- Objetivo: Determine em quantas linhas do material aparece a palavra "tree", levando em conta maiúsculas e minúsculas. Responda só com o número.

Itens de dados
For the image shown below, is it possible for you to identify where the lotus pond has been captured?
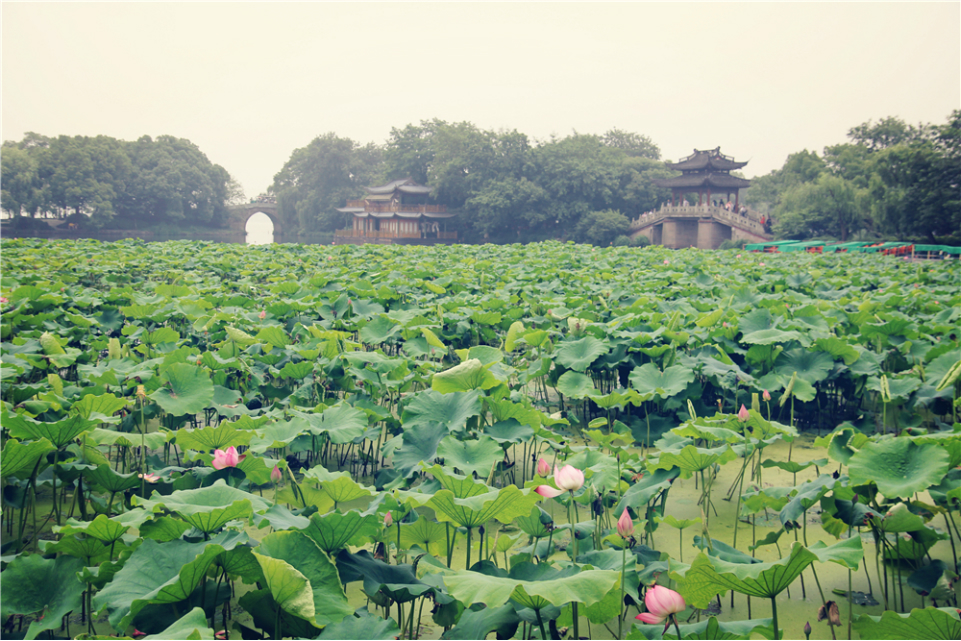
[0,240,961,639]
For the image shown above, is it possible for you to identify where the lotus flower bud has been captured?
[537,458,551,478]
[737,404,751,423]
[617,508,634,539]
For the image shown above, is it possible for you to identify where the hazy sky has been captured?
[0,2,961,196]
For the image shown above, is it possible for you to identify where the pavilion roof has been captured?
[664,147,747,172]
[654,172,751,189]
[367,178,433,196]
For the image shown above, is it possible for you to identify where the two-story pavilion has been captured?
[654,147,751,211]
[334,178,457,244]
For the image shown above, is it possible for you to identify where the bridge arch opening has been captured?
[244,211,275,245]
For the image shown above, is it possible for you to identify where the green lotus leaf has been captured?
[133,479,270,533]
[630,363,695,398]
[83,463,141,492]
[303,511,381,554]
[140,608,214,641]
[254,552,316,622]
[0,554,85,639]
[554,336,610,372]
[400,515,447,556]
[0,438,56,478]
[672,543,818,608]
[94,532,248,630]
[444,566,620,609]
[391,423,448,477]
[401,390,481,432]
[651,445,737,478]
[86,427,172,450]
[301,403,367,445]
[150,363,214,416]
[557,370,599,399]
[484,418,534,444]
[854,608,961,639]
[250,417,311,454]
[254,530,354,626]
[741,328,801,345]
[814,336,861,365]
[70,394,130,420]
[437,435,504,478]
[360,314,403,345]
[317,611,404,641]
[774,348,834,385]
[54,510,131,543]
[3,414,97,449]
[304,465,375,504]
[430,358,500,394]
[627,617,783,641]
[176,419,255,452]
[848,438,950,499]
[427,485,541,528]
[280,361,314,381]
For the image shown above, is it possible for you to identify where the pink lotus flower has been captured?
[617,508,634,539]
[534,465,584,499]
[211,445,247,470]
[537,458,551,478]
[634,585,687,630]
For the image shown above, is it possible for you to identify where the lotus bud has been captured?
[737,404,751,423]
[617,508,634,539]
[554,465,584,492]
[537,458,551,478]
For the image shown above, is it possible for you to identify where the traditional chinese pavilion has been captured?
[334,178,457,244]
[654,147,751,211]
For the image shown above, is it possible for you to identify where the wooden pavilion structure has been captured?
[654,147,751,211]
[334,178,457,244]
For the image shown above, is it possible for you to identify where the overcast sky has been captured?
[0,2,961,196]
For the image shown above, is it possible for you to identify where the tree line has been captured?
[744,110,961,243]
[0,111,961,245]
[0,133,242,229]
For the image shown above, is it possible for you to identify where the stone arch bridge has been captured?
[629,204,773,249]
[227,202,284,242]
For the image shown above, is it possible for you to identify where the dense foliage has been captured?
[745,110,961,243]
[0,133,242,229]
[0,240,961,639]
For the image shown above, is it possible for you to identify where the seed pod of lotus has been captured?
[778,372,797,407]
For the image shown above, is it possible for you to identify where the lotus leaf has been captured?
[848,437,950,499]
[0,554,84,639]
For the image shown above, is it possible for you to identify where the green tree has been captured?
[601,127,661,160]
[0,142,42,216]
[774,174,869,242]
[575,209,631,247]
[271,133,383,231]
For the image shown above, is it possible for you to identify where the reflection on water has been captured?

- Resposta completa: 2